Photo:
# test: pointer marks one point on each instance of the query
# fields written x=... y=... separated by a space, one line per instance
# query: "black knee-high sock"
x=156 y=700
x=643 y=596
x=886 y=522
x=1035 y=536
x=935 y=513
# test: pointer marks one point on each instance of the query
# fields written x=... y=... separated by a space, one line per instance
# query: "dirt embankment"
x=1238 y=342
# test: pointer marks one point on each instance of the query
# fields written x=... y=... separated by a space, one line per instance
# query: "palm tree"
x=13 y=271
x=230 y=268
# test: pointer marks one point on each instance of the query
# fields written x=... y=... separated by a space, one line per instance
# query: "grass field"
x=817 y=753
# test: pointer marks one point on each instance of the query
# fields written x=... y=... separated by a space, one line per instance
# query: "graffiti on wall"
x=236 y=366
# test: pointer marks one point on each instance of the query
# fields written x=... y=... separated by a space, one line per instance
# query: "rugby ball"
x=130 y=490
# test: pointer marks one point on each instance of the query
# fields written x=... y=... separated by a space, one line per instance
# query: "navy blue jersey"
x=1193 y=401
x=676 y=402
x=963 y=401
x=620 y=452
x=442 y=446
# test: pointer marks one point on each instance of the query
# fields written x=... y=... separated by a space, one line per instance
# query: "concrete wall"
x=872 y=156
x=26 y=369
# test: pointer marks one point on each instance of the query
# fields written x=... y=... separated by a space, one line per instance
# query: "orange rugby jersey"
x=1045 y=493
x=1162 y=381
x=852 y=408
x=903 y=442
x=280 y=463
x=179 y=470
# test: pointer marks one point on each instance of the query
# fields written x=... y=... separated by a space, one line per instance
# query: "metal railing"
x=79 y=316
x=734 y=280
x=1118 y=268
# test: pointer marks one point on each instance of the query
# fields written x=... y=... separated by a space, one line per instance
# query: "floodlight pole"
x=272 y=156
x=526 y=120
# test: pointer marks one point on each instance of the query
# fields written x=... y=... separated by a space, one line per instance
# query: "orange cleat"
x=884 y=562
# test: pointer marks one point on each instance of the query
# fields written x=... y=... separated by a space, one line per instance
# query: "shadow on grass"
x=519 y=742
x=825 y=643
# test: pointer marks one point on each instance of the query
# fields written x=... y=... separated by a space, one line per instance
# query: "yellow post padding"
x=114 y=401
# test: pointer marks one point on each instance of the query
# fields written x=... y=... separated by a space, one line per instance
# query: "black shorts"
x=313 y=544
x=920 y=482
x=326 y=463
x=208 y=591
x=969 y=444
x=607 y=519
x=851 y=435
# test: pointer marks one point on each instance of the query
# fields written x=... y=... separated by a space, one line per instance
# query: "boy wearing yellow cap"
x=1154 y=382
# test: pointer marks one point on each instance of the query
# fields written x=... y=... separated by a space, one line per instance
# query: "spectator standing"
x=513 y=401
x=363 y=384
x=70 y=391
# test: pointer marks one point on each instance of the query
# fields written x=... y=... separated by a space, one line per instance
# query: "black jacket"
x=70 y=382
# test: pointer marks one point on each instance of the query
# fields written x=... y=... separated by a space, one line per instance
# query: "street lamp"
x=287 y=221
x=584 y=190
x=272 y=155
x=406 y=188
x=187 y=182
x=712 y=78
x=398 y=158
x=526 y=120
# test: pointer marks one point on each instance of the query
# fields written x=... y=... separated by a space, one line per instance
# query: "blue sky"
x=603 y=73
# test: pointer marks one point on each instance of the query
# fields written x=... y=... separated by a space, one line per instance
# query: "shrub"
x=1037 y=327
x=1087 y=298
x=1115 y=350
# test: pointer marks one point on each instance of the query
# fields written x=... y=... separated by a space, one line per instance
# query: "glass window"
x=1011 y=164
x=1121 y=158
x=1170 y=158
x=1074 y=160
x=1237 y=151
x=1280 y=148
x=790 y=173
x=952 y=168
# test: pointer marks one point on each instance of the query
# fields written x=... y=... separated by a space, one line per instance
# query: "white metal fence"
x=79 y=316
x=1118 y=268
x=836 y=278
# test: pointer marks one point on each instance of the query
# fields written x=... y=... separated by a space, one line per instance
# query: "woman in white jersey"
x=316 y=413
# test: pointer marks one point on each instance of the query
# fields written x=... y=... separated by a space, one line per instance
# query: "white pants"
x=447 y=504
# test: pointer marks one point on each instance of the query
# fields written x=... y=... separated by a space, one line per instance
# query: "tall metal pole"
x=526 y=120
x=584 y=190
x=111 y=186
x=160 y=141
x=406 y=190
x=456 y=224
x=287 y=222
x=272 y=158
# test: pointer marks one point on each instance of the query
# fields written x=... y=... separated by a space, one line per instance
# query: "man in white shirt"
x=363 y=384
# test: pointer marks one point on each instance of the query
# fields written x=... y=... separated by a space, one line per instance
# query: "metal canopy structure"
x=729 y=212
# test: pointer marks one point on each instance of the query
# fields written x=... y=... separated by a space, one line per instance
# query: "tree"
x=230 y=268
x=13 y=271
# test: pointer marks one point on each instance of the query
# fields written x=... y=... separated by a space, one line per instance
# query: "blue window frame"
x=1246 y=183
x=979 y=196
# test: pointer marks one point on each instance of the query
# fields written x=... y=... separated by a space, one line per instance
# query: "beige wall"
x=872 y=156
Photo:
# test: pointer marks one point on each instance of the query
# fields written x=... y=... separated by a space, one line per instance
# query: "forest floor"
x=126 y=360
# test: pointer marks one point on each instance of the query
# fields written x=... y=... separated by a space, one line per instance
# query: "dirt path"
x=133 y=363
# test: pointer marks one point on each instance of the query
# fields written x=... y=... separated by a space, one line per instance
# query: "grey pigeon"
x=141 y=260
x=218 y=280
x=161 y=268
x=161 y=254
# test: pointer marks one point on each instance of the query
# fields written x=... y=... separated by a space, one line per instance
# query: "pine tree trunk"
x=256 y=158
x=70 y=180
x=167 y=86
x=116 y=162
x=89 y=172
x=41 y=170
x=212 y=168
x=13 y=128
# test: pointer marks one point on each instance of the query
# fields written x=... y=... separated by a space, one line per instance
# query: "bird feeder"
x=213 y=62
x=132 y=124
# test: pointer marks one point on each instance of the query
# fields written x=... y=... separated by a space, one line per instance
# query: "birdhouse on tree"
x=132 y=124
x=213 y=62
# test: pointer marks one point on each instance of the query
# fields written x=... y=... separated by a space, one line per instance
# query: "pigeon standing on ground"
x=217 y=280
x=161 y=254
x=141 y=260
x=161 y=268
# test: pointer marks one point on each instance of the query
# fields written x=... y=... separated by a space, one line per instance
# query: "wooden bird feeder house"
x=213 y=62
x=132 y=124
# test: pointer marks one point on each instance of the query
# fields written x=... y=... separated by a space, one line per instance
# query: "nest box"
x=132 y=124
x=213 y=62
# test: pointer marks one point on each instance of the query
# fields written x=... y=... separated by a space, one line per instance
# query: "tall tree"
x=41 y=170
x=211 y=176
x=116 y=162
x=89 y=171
=-=-=
### Requirement
Your response must repeat the entries above exactly, in full.

### Answer for this exercise
Photo:
# test: pointer marks one point on each instance of the query
# fields written x=... y=... separated by a space, one line per instance
# query: "black knee-high sock"
x=156 y=700
x=643 y=596
x=886 y=522
x=1035 y=536
x=935 y=513
# test: pointer marks one point on each instance of the query
# fields written x=... y=... separated by a space, one line per instance
# query: "dirt embankment"
x=1238 y=342
# test: pointer marks one point on each instance of the query
# fields written x=... y=... separated by a space, one line per instance
# query: "palm tree"
x=13 y=271
x=230 y=268
# test: pointer marks one point on each instance of the query
# fields written x=... y=... separated by a space, one line per instance
# query: "grass field"
x=817 y=753
# test: pointer marks one point on each instance of the query
# fields written x=... y=... separated by a space, one line per instance
# query: "graffiti on wall"
x=236 y=366
# test: pointer marks one point on each instance of the query
# fields written x=... y=... separated by a space, one line per instance
# query: "rugby ball"
x=130 y=490
# test: pointer marks one point on each instance of the query
# fields written x=... y=... separated by a space, one line per instance
# query: "navy blue jersey"
x=1193 y=401
x=676 y=402
x=963 y=401
x=620 y=452
x=442 y=446
# test: pointer marks one point on each instance of the query
# fields written x=... y=... separated by a space, one line per instance
# query: "concrete wall"
x=872 y=156
x=26 y=369
# test: pointer marks one point on each instance of the query
# fields written x=... y=... separated by a space, one line per instance
# query: "orange rugby jersey"
x=1045 y=493
x=1162 y=381
x=852 y=408
x=903 y=442
x=280 y=463
x=179 y=470
# test: pointer marks one point on each instance of the query
# fields written x=... y=... separated by a space, one line per instance
# query: "metal railing"
x=79 y=316
x=734 y=280
x=1118 y=268
# test: pointer marks one point on each instance of the query
# fields written x=... y=... separated by a space, one line per instance
# query: "floodlight pole"
x=272 y=156
x=526 y=120
# test: pointer marks one point on each instance of the query
# fields written x=... y=... separated by a space, one line per instance
# query: "orange cleat"
x=884 y=562
# test: pointer marks one point on each instance of the query
# fields written x=... y=... separated by a space, one line per instance
# query: "shadow on grass"
x=519 y=742
x=825 y=643
# test: pointer marks one point on each instance of the query
# fields written x=... y=... separated by a space, one line per instance
# query: "yellow post padding"
x=114 y=401
# test: pointer marks one point on each instance of the query
# fields written x=... y=... separated by a space, one line per instance
# query: "black shorts"
x=313 y=544
x=920 y=482
x=326 y=463
x=208 y=591
x=969 y=444
x=607 y=519
x=851 y=435
# test: pointer marks one point on each instance of the query
# fields written x=... y=... separated by a space, one line per instance
# query: "boy wearing yellow cap"
x=1154 y=382
# test: pointer marks one point on each instance of the query
# fields written x=... y=... separated by a space, one line per instance
# query: "spectator standing"
x=513 y=401
x=363 y=384
x=70 y=391
# test: pointer marks one point on each instance of the query
# fields written x=... y=... separated by a space, one line per instance
# query: "black jacket"
x=70 y=382
# test: pointer marks one point on each instance of the query
# fields written x=... y=... separated by a space, one line per instance
# query: "street lamp"
x=287 y=221
x=584 y=190
x=272 y=155
x=406 y=188
x=187 y=182
x=712 y=78
x=398 y=158
x=526 y=120
# test: pointer marks one point on each instance of the query
# fields written x=... y=... separated by a space, one line per instance
# query: "blue sky"
x=603 y=73
# test: pointer marks one point on each instance of the query
# fields written x=... y=... separated by a space, one line per instance
# query: "shrub"
x=1037 y=327
x=1087 y=298
x=1115 y=350
# test: pointer marks one point on each instance of the query
# fields written x=... y=... separated by a space, one line per instance
# query: "glass window"
x=1011 y=164
x=1121 y=158
x=1170 y=158
x=1074 y=160
x=1237 y=151
x=1280 y=148
x=790 y=173
x=952 y=168
# test: pointer marks one point on each instance of the query
# fields written x=... y=... separated by a space, one line per instance
# query: "white metal fence"
x=79 y=316
x=1118 y=268
x=836 y=278
# test: pointer marks one point on each instance of the query
# fields written x=... y=... separated by a space, one line per instance
# query: "woman in white jersey"
x=316 y=413
# test: pointer marks one point on each instance of the query
# fields written x=... y=... separated by a space, one line per instance
# query: "white pants"
x=447 y=504
# test: pointer marks one point on each instance of the query
# fields written x=... y=... separated by a space, one line per instance
# query: "tall metal pole"
x=526 y=120
x=584 y=190
x=111 y=186
x=160 y=141
x=406 y=190
x=456 y=224
x=287 y=222
x=272 y=158
# test: pointer marks one point on each instance of the query
# fields written x=... y=... separated by a space, one line per instance
# query: "man in white shirt"
x=363 y=384
# test: pointer marks one point on each instance of the query
# fields written x=... y=... separated by a space, one line per instance
# query: "metal canopy structure"
x=729 y=212
# test: pointer marks one point on each instance of the query
# fields written x=... y=... separated by a space, one line per instance
# query: "tree"
x=230 y=268
x=13 y=271
# test: pointer marks one point on each instance of the query
# fields written x=... y=... separated by a space, one line per instance
# query: "blue window frame"
x=1246 y=183
x=979 y=196
# test: pointer marks one point on each instance of the query
# fields written x=... y=... separated by a space, one line per instance
# query: "beige wall"
x=872 y=156
Photo:
# test: pointer marks one point on each instance of the query
# fields written x=... y=... separated by a space, one line per instance
# query: "forest floor"
x=126 y=360
# test: pointer marks one point on each instance of the query
# fields written x=... y=... separated by a space, one line per instance
# query: "dirt path"
x=133 y=363
# test: pointer marks one point on each instance of the query
# fields written x=... y=... separated by a space, one line per instance
# query: "grey pigeon"
x=141 y=260
x=218 y=280
x=161 y=268
x=161 y=254
# test: pointer marks one point on each instance of the query
# fields written x=... y=... separated by a space, one line per instance
# query: "pine tree trunk"
x=256 y=158
x=70 y=180
x=167 y=86
x=116 y=162
x=89 y=172
x=41 y=170
x=212 y=168
x=13 y=128
# test: pointer marks one point on each instance of the query
# fields written x=... y=... separated by a space, one line per instance
# query: "bird feeder"
x=213 y=62
x=132 y=124
# test: pointer marks one point on each instance of the query
# fields written x=... y=... separated by a space, one line per instance
# query: "birdhouse on tree"
x=132 y=124
x=213 y=62
# test: pointer marks one point on each instance of the query
# fields written x=... y=... separated by a space, one line per instance
# query: "pigeon standing on ground"
x=217 y=280
x=161 y=254
x=141 y=260
x=161 y=268
# test: pointer marks one point on each instance of the query
# fields written x=... y=... separated by a space, one line per instance
# query: "wooden bird feeder house"
x=213 y=62
x=132 y=124
# test: pointer marks one point on each instance of the query
# fields written x=... y=... separated by a space, one line per instance
# query: "nest box"
x=132 y=124
x=213 y=62
# test: pointer marks one point on each instance of the query
# fields written x=... y=... separated by a space, one line per instance
# query: "tall tree"
x=41 y=170
x=211 y=176
x=116 y=162
x=89 y=171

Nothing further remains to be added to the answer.